▶ **WHAT TO WORK ON**
Reproduce the data below word for word, beginning with the line that contains "trace the outline of every instance of the <item>grassy" and ending with the line that contains "L 176 121 L", both of those lines included.

━━━━━━━━━━━━━━━━━━━━━━━━━━━━━━

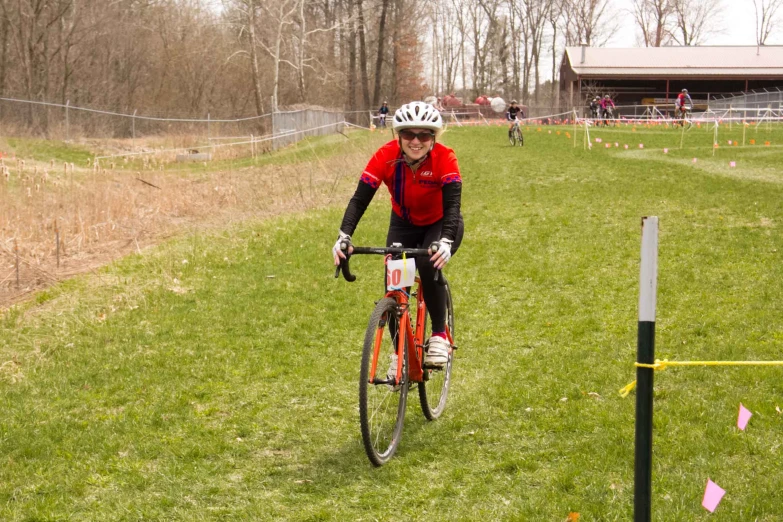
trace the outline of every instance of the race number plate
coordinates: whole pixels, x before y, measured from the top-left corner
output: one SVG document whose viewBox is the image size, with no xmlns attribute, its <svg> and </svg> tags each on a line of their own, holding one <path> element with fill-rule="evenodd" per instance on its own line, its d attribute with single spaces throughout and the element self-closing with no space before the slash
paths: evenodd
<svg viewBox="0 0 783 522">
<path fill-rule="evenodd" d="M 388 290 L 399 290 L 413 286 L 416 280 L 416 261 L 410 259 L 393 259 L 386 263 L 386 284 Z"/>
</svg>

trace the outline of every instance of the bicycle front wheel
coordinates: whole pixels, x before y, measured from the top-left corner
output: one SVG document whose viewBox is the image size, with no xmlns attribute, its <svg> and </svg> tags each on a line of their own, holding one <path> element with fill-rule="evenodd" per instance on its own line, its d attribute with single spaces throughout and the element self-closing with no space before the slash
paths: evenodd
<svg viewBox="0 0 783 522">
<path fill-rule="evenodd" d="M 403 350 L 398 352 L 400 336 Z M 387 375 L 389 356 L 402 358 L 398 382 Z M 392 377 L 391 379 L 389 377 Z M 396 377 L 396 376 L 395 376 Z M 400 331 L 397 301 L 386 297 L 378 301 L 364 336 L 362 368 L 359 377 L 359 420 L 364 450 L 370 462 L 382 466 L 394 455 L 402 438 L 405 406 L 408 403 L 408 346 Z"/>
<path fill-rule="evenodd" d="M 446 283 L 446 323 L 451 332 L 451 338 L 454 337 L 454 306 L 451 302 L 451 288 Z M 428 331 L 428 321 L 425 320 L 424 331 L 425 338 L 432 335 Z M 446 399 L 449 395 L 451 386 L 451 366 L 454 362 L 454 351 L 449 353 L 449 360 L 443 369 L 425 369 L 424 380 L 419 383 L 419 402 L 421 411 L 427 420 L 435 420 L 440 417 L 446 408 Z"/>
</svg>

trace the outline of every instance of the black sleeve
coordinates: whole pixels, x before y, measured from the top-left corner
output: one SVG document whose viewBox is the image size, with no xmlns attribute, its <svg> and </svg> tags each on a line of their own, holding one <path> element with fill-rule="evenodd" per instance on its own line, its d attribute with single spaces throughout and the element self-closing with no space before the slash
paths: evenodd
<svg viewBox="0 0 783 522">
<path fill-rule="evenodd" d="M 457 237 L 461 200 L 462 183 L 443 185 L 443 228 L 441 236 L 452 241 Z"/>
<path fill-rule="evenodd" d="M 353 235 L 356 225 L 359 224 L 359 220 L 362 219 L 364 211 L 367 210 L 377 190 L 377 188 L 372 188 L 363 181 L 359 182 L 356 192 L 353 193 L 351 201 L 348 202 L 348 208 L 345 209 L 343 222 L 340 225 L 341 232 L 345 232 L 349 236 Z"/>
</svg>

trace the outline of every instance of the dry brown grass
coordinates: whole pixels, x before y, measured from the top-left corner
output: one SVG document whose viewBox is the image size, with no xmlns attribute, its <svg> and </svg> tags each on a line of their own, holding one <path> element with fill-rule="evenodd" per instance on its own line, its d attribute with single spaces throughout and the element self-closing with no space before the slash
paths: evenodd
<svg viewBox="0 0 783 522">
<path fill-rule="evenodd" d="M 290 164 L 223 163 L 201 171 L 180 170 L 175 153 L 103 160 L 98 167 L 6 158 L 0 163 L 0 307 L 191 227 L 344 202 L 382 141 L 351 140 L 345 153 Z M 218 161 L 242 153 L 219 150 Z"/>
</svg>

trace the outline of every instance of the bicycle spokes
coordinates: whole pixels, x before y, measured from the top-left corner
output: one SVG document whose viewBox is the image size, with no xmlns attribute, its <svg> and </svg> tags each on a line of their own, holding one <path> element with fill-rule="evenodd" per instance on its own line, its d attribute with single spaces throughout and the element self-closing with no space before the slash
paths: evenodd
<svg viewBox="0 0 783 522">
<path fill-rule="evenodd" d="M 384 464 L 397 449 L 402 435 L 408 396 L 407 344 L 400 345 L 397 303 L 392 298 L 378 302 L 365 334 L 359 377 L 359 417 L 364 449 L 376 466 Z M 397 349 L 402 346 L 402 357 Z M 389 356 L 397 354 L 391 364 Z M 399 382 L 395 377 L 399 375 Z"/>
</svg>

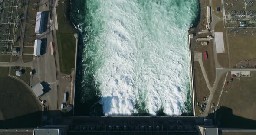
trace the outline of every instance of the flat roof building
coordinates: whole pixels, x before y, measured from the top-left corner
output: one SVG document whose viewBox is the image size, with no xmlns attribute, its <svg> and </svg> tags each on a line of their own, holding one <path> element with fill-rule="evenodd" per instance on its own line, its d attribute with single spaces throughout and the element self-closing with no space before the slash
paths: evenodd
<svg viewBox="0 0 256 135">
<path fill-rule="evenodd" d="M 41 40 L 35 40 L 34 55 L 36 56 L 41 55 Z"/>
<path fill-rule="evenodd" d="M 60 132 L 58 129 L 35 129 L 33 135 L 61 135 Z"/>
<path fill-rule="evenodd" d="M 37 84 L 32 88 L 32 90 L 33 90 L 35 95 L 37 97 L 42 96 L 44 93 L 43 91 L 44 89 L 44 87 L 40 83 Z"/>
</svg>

━━━━━━━━━━━━━━━━━━━━━━━━━━━━━━

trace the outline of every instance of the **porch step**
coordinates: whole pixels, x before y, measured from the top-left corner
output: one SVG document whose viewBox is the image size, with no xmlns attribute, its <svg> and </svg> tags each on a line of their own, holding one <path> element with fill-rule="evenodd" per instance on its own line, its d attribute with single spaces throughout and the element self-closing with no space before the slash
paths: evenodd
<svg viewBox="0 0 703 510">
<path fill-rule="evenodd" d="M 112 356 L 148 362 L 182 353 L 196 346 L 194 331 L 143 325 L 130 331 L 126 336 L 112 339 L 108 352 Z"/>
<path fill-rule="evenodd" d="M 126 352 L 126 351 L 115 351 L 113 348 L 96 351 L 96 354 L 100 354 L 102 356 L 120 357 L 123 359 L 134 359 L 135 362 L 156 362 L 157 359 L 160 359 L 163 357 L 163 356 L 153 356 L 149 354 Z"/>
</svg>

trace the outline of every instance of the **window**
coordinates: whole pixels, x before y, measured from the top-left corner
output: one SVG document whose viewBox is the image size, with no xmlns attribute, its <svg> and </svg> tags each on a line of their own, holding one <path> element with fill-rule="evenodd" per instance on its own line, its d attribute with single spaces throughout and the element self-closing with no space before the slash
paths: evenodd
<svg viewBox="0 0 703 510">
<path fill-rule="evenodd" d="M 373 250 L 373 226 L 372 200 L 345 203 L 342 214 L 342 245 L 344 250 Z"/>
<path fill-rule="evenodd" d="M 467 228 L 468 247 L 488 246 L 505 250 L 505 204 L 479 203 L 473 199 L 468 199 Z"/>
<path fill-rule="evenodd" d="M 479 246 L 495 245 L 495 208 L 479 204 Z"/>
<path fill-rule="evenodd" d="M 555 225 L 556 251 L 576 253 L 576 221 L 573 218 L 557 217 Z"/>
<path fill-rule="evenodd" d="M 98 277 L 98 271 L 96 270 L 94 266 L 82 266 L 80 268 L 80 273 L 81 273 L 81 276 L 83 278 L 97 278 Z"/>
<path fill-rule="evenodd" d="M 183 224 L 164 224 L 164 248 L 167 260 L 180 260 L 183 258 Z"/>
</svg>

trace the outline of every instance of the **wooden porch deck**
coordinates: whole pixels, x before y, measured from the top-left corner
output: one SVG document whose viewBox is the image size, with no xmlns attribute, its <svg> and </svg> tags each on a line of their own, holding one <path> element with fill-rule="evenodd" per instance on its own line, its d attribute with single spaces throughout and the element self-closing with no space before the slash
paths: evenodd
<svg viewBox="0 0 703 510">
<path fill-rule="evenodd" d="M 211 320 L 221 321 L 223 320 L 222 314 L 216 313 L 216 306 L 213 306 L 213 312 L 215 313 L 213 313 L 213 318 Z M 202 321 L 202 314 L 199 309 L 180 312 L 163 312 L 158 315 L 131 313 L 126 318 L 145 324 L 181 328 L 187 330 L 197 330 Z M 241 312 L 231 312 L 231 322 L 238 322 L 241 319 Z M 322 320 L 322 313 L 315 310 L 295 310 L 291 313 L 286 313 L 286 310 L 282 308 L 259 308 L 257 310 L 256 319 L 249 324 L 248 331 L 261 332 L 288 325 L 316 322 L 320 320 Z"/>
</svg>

━━━━━━━━━━━━━━━━━━━━━━━━━━━━━━

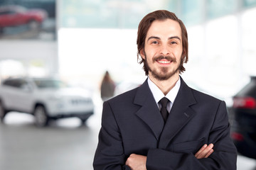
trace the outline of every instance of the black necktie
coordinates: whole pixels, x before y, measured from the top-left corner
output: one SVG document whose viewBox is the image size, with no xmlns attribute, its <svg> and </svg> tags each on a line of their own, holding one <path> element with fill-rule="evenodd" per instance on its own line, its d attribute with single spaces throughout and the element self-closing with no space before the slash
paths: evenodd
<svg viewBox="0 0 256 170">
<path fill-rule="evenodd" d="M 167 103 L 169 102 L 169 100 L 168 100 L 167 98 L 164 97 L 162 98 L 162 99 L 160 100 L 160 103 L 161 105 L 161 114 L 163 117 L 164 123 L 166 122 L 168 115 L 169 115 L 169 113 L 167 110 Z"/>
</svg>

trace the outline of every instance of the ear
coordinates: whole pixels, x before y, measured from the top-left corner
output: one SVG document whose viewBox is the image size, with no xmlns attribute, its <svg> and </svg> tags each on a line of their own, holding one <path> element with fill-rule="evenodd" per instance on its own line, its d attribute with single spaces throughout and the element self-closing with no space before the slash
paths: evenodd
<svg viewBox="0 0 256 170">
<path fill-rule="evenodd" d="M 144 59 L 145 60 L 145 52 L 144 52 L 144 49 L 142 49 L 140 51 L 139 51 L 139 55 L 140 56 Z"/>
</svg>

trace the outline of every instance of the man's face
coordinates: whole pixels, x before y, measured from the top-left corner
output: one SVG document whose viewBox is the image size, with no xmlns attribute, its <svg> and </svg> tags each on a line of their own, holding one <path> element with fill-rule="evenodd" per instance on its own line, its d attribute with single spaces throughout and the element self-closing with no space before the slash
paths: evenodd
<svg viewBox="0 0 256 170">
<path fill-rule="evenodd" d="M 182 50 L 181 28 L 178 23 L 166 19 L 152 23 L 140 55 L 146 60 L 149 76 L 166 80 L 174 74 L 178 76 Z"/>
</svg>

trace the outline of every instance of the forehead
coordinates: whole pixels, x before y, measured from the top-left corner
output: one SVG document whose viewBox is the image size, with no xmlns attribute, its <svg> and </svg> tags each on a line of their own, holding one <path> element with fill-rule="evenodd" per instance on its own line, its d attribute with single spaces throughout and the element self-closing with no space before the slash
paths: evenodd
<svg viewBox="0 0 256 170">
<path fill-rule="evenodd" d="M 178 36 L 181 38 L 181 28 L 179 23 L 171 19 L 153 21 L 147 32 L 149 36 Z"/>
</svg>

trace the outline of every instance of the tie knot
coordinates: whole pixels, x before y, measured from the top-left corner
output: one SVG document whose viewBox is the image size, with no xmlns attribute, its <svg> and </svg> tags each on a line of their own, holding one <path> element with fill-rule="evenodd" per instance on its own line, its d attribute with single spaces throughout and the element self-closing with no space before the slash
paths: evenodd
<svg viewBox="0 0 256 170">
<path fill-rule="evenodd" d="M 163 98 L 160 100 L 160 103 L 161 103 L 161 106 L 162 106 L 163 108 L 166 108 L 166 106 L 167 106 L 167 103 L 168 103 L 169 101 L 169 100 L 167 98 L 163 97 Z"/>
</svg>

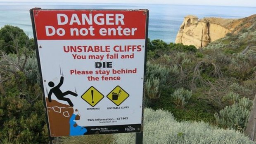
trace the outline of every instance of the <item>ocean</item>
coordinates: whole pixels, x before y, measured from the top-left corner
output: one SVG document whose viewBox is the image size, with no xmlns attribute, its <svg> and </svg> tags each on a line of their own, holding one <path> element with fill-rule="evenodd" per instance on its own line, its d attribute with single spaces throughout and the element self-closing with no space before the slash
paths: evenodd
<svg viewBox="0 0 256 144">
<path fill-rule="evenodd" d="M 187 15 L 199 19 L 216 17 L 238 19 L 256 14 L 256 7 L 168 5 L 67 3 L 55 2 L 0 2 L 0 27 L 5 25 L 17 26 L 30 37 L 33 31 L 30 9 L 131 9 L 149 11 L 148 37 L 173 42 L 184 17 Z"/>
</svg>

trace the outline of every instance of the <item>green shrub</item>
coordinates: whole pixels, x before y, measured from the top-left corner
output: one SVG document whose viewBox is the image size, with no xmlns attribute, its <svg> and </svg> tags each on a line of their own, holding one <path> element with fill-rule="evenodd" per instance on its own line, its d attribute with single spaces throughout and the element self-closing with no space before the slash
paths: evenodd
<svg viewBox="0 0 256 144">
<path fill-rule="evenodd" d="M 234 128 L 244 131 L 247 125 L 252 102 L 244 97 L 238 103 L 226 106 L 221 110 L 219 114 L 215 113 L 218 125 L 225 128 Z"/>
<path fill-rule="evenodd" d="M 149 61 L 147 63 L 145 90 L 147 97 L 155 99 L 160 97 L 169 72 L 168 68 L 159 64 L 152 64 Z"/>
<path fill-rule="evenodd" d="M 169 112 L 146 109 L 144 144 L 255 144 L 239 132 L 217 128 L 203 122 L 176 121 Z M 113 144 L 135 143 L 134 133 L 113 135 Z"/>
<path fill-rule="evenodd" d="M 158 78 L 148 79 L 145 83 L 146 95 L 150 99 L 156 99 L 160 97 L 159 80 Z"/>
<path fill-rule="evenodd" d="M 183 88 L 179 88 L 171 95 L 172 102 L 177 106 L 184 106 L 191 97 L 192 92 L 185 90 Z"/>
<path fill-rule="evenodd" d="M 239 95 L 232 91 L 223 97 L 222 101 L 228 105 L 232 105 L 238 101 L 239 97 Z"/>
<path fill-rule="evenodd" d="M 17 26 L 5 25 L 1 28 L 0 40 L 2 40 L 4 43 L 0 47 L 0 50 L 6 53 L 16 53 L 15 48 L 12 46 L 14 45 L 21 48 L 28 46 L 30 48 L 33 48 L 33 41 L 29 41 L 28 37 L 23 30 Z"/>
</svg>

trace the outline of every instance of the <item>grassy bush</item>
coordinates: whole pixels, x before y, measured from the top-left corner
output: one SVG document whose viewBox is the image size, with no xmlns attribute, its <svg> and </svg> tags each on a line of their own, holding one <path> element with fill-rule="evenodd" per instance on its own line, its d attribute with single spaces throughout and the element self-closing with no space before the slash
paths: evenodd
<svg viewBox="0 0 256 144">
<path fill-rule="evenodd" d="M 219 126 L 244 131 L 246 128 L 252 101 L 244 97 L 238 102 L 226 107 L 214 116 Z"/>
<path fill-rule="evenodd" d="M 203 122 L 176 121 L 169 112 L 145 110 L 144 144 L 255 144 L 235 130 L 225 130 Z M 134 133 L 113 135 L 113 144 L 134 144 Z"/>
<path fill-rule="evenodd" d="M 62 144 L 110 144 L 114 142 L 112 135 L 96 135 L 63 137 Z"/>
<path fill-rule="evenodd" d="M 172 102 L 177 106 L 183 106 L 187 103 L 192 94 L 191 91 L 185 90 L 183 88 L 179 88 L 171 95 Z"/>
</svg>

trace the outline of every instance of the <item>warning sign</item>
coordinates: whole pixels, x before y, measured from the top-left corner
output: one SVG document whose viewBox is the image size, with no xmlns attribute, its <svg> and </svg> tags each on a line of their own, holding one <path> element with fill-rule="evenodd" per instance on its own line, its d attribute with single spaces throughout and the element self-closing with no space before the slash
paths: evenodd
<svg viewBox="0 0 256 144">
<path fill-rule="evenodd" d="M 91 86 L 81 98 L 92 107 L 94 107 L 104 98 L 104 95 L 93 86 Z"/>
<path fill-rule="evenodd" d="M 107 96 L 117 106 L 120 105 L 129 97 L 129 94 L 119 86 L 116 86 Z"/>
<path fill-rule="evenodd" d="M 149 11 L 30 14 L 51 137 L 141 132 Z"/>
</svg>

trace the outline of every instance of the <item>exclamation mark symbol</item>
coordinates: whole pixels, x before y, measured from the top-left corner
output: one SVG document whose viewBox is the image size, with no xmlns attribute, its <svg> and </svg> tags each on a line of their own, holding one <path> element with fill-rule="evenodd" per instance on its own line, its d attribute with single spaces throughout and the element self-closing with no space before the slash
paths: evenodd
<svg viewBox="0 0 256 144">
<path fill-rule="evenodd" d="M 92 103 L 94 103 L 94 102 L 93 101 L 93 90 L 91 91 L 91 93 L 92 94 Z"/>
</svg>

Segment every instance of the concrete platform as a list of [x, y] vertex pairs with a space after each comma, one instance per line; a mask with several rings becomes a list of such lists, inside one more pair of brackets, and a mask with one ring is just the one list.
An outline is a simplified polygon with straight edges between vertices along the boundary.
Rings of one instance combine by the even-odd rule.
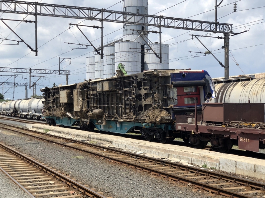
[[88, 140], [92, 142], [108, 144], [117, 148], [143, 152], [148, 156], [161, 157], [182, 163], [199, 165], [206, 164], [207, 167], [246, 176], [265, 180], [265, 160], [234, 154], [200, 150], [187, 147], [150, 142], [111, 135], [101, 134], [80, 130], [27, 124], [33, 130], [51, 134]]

━━━━━━━━━━━━━━━━━━━━━━━━━━━━━━

▶ **SOLUTION FOR THIS PROBLEM**
trace the outline of every instance of the <item>grassy bush</item>
coordinates: whole pixels, x before y, measured from the top-left corner
output: one SVG document whose viewBox is the image size, with no xmlns attribute, its <svg> and </svg> tags each on a line of their own, holding one <path> element with fill-rule="evenodd" per instance on its own line, its d attribute with single spaces throughout and the element self-closing with no space before the slash
paths: evenodd
<svg viewBox="0 0 256 144">
<path fill-rule="evenodd" d="M 219 126 L 244 131 L 246 128 L 252 101 L 244 97 L 238 102 L 226 107 L 214 116 Z"/>
<path fill-rule="evenodd" d="M 203 122 L 176 121 L 169 112 L 145 110 L 144 144 L 255 144 L 235 130 L 225 130 Z M 134 133 L 113 135 L 113 144 L 134 144 Z"/>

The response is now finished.